TASK TO COMPLETE → Retype every entry word for word.
>>>
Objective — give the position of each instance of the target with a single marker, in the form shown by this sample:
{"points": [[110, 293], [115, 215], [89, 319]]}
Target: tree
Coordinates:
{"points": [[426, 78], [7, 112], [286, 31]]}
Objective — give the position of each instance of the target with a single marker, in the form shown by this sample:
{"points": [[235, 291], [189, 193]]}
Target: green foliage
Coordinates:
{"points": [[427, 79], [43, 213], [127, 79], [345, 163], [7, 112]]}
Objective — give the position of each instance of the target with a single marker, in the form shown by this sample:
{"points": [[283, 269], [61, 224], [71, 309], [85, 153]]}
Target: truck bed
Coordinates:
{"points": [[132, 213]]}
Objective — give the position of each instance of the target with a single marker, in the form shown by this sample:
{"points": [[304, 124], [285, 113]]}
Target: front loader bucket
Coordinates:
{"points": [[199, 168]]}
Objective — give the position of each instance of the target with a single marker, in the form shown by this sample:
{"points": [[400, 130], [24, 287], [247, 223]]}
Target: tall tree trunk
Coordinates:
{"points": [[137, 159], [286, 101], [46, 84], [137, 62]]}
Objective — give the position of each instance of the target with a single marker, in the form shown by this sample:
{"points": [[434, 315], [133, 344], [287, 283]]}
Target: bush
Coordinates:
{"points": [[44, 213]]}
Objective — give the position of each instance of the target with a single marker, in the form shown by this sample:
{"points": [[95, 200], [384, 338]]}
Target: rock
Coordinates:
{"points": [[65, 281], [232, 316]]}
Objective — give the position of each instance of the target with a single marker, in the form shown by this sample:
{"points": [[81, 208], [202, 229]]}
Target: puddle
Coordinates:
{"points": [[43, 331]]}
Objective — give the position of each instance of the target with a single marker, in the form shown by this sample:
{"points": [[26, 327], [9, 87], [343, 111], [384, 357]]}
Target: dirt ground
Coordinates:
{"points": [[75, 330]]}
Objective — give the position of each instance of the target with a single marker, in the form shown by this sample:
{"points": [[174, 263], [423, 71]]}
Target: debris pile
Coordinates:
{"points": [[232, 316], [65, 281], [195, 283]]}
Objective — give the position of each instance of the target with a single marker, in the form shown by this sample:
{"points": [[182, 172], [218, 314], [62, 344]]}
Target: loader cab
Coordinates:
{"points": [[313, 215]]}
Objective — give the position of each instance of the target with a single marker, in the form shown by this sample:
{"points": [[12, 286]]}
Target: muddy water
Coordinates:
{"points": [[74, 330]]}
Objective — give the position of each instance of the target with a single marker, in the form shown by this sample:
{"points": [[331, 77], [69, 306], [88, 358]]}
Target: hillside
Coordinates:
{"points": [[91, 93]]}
<<<
EXERCISE ANSWER →
Objective — give the position of each instance of the target with a single marker, in the form shown by this sample:
{"points": [[110, 293], [115, 215], [89, 319]]}
Target: tree
Coordinates:
{"points": [[426, 78], [7, 112], [286, 31]]}
Objective — give the position of each instance of the target with a single marker, in the form shown by this sample:
{"points": [[235, 291], [189, 193]]}
Target: green foliage
Coordinates:
{"points": [[427, 79], [43, 213], [127, 79], [345, 163], [7, 112]]}
Objective — give the position of each instance of the target with a single marker, in the form shown by this sample:
{"points": [[283, 269], [61, 224], [71, 309], [85, 153]]}
Target: truck bed
Coordinates:
{"points": [[132, 213]]}
Objective — give the position of each instance of the target with a single marker, in the form shown by this sample:
{"points": [[304, 124], [285, 113]]}
Target: front loader bucket
Coordinates:
{"points": [[199, 168]]}
Objective — give the position of each instance of the target with a single marker, in the form shown by this sample:
{"points": [[400, 130], [24, 287], [247, 223]]}
Target: tall tree trunk
Coordinates:
{"points": [[137, 159], [286, 101], [46, 84], [137, 62]]}
Objective — give the position of each instance of the target with a single marker, in the form shown by this sample:
{"points": [[434, 315], [133, 344], [287, 283]]}
Target: bush
Coordinates:
{"points": [[44, 213]]}
Objective — give the position of each instance of the target with a single marker, in the form shown by this sample:
{"points": [[95, 200], [384, 338]]}
Target: rock
Coordinates:
{"points": [[65, 281], [232, 316]]}
Objective — give the position of each instance of the target with a single marker, in the form shown by this sample:
{"points": [[81, 208], [202, 229]]}
Target: puddle
Coordinates:
{"points": [[43, 331]]}
Objective — give the position of each instance of the target with a single marker, in the form shown by this sample:
{"points": [[26, 327], [9, 87], [343, 111], [384, 357]]}
Target: dirt ground
Coordinates:
{"points": [[75, 330]]}
Objective — give the position of each instance of the target with a single marker, in the form shown by this sample:
{"points": [[174, 263], [423, 71]]}
Target: debris pile
Coordinates:
{"points": [[232, 316], [65, 281], [195, 283]]}
Objective — give the position of each instance of the target with a single marker, in the form shown by this sample:
{"points": [[182, 172], [218, 314], [62, 344]]}
Target: loader cab
Coordinates:
{"points": [[313, 215]]}
Objective — give the position of each instance of the target with a single marker, in the form shown by this sample:
{"points": [[12, 286]]}
Target: muddy water
Coordinates:
{"points": [[74, 330]]}
Objective — give the position of each instance of the target with a single marker, in the form shown by this sample:
{"points": [[331, 77], [69, 306], [88, 358]]}
Target: hillside
Coordinates:
{"points": [[91, 93]]}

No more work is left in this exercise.